TASK DETAILS> Pull out every line of the records below that contains the string "label", and copy each one. Case counts.

(Entries from a point annotation set)
>> begin
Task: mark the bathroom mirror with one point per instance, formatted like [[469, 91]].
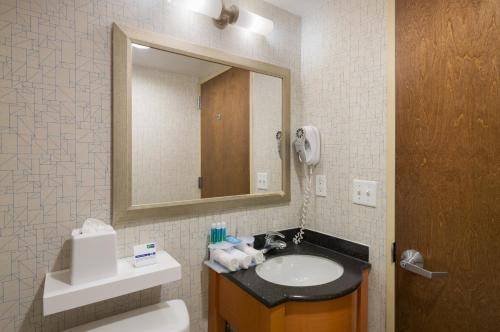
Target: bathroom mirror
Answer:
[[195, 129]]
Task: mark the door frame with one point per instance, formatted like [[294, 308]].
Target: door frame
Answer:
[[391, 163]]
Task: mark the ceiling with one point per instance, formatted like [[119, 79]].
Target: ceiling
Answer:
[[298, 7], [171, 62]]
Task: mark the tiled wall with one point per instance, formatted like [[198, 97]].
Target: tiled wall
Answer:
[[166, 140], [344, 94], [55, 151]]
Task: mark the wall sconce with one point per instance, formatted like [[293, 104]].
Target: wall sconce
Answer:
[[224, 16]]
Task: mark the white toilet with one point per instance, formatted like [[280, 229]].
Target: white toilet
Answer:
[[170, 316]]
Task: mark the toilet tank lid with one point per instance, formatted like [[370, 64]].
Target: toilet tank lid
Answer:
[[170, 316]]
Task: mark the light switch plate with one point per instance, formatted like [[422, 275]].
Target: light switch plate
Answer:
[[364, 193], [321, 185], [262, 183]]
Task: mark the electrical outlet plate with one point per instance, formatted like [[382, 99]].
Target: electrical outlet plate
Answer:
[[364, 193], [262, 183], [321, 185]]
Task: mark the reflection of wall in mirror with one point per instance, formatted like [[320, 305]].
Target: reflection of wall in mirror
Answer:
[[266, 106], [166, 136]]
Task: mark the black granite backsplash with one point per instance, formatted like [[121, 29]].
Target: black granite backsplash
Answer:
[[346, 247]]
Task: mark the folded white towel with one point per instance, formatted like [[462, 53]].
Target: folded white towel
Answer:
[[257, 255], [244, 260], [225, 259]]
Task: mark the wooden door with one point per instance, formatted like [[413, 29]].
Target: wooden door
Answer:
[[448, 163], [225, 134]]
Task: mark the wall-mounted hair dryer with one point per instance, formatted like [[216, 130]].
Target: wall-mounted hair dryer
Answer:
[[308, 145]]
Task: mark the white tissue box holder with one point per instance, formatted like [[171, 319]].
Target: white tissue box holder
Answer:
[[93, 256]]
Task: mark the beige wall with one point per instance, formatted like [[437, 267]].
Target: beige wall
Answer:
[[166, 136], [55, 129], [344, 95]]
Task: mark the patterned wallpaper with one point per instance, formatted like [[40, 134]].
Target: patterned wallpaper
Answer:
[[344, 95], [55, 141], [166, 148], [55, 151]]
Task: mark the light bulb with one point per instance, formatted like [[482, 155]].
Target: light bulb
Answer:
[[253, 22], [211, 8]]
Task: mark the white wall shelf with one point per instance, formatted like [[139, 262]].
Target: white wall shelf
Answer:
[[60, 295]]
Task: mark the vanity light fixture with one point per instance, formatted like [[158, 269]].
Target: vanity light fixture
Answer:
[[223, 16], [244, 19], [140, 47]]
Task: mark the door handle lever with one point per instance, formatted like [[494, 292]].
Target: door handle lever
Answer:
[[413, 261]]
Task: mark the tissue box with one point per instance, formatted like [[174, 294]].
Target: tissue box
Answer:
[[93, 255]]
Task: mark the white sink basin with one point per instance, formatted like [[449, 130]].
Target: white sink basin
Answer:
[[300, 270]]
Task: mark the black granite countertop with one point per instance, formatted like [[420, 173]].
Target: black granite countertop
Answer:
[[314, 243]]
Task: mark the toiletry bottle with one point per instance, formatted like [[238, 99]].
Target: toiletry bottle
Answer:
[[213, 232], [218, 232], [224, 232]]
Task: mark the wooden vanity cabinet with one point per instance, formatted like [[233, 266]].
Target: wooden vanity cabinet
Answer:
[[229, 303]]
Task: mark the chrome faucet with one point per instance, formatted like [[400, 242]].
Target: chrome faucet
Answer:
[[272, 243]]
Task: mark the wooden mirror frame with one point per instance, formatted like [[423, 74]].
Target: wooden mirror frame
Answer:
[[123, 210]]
>> end
>> begin
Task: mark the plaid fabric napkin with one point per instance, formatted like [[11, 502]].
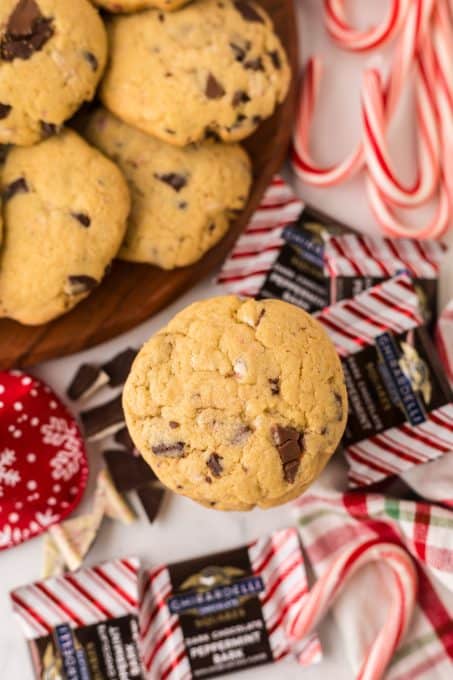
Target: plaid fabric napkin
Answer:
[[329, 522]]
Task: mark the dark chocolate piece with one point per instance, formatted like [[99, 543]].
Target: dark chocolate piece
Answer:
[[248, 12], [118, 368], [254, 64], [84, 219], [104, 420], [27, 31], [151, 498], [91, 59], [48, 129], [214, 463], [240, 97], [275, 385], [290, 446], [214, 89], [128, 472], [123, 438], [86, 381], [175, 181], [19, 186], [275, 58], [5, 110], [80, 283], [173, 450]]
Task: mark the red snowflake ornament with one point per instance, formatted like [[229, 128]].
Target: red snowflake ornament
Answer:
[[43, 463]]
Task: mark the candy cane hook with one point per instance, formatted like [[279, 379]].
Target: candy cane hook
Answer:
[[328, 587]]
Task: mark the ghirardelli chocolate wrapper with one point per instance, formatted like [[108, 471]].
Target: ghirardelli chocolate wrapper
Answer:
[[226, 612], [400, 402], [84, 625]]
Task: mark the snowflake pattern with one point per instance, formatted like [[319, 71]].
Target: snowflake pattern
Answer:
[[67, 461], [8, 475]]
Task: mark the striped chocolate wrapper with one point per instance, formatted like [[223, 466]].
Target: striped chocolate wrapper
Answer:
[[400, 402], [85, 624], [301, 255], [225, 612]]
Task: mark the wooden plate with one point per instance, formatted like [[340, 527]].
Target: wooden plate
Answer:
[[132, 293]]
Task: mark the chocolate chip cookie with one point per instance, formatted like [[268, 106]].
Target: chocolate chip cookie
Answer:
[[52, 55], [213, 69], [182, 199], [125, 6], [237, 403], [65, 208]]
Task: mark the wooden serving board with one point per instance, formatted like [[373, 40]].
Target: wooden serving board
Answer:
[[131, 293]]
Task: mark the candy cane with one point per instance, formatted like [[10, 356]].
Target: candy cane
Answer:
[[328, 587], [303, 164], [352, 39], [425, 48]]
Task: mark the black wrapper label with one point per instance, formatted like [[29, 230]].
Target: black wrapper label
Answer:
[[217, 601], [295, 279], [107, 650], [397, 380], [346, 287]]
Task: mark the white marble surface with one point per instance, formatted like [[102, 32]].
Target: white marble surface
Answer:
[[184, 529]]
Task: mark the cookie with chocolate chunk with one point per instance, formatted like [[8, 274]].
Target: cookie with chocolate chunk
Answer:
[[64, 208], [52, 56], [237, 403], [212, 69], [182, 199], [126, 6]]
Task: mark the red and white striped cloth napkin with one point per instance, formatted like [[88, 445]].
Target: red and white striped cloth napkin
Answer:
>> end
FINAL RESULT>
Task: mark the black wrapper label with one point per instance, formatted like [[29, 230]].
Target: black wrapper label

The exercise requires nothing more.